WHAT YOU NEED TO DO
Retype the part of the Shark Tank essay below, starting at "I’d like to" and ending at "that. You ALWAYS have a move.".
PASSAGE TO READ Start Marker
How I Managed the Disappointment of Not Getting on ‘Shark Tank’

Disappointment is a part of life. This may be a biased comment, but disappointment feels more acute for people like entrepreneurs, who risk everything to make their dreams a reality.

Entrepreneurs quit their jobs, sacrifice relationships with friends and family, cash out their 401(k)s and run head-first into the unknown — that place in the universe filled with possibilities, tremendous joy and fulfillment. But also with lots of disappointment.

I’d like to share how I overcame the disappointment of not making it to the final round of auditions to get my company, WeMontage, on the incredibly popular TV show Shark Tank.

Why I Wanted to Get on Shark Tank

I recently listened to a great audio book by Ben Horowitz called, The Hard Thing About Hard Things. I had one really great takeaway from the book:

When things get hard in your business and you’re not sure if there is anything you can do to make a difference, you ALWAYS have a move.

Let me repeat that. You ALWAYS have a move.

Things have been extremely challenging at WeMontage since we ran out of funding back in the spring. I have a great product with hundreds of happy customers, but the biggest issue for the business is lack of consistent national exposure.

Shark Tank has 20 million viewers. So, while it was a complete long-shot, getting on the show was my move. And doing so obviously would have addressed what I’ve identified as the major issue for the business.

I made it to the next-to-last round of auditions, but did not get the call to go to LA to pitch to the Sharks. Cause for disappointment? Perhaps…

How I Handled the Disappointment of Not Getting on Shark Tank

I initially thought I didn’t make it to the second round of auditions because people in line around me at the audition got their call back and I hadn’t; I was really upset about this because the producer said my pitch was great. I eventually did get the call a few days later and was super-pumped about it.

After I prepared my nine-minute pitch video for the producers and submitted my lengthy application, a funny thing occurred. I made a conscious decision that it didn’t matter what happened next, as I knew I had put forth my absolute best effort. I think that choice was inspired by something Ariana Huffington said in an interview about her new book, Thrive.

Ariana, a super-Type A personality, said she realized she can only control 10 percent of what happens in life, so she does her 10 percent at 100 percent of her ability and trusts the Universe to handle the other 90 percent. So, maybe that’s what I did, too. Or maybe I just released the whole thing because I’ve learned that my greatest disappointments in life have been when I expected a certain outcome and it didn’t come to pass. Or maybe it was some subconscious effort to protect my mental health. I actually think it was a combination of all three of these things.

Surprisingly though, I wasn’t disappointed to learn I didn’t make it to Shark Tank.
PASSAGE TO READ End Marker
MATERIAL SUPPLIED Start Marker
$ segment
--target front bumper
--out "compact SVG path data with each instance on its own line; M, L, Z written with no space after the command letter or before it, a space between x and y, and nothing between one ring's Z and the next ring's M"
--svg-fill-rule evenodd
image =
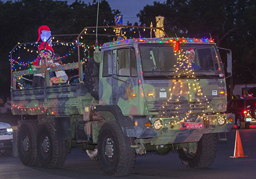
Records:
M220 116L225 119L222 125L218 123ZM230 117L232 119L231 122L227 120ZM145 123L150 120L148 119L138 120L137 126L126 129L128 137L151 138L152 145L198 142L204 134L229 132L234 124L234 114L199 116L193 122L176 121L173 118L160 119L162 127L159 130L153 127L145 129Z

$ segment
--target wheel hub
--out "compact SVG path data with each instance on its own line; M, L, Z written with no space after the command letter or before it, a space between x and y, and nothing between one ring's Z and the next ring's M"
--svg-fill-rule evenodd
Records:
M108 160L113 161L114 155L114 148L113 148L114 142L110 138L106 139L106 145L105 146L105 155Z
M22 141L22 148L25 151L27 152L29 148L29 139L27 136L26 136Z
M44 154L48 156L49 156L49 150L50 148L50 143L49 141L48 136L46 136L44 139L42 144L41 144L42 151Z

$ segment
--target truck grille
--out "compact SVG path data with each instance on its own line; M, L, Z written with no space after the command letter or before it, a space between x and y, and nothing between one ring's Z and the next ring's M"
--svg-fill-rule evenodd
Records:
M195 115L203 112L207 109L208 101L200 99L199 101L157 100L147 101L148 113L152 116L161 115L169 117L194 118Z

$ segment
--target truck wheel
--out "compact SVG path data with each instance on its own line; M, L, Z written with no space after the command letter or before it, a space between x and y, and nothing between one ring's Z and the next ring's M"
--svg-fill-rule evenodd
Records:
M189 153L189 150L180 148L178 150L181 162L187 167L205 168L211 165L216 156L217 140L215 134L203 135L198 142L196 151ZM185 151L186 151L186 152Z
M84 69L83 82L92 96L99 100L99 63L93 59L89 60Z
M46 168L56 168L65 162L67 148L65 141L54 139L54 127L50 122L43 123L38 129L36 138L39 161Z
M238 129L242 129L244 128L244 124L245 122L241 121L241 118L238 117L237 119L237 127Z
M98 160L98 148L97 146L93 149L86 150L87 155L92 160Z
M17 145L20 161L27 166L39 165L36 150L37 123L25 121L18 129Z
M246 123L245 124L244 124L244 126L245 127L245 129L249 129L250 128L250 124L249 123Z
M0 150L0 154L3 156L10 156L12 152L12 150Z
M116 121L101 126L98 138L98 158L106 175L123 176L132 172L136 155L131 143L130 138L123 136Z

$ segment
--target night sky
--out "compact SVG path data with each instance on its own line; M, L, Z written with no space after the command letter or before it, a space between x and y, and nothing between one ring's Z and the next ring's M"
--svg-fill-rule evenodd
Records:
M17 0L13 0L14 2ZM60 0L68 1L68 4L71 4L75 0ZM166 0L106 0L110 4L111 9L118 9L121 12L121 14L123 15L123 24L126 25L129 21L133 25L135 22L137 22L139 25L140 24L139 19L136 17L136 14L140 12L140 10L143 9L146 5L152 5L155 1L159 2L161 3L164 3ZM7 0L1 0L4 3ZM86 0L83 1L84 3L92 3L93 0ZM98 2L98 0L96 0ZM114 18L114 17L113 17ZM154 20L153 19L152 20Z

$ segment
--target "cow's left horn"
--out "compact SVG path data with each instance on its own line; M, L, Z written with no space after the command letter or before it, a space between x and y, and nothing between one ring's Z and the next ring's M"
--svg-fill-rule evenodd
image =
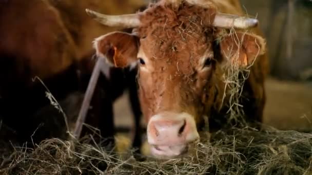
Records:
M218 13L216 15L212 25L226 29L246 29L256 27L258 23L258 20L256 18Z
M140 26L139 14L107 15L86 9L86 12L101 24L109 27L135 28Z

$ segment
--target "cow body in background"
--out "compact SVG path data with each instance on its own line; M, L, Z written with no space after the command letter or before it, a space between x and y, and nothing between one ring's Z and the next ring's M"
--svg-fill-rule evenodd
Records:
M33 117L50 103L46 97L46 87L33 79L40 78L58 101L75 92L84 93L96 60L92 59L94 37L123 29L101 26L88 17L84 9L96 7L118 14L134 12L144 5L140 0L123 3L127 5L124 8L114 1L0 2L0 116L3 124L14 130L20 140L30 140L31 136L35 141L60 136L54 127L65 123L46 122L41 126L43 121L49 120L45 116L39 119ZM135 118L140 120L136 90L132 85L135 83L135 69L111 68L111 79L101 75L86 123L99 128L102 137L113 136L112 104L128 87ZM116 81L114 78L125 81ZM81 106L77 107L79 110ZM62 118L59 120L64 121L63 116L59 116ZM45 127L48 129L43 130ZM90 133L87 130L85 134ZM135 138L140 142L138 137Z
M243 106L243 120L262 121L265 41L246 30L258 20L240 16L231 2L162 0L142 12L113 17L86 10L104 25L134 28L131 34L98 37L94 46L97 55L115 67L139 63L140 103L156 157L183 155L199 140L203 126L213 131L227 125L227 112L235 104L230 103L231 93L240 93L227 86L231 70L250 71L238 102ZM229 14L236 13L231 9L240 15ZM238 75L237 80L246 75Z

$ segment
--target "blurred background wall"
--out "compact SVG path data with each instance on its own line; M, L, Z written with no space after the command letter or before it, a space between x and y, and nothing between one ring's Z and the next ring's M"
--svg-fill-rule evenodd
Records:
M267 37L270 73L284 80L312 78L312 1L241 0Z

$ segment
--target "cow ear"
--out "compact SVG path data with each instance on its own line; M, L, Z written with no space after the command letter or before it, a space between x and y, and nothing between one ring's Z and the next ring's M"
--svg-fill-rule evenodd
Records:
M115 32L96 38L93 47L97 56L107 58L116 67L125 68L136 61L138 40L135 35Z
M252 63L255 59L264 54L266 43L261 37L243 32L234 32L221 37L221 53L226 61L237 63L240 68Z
MATERIAL SUPPLIED End Marker
TASK SOLUTION
I’d like to share how I overcame the disappointment of not making it to the final round of auditions to get my company, WeMontage, on the incredibly popular TV show Shark Tank.

Why I Wanted to Get on Shark Tank

I recently listened to a great audio book by Ben Horowitz called, The Hard Thing About Hard Things. I had one really great takeaway from the book:

When things get hard in your business and you’re not sure if there is anything you can do to make a difference, you ALWAYS have a move.

Let me repeat that. You ALWAYS have a move.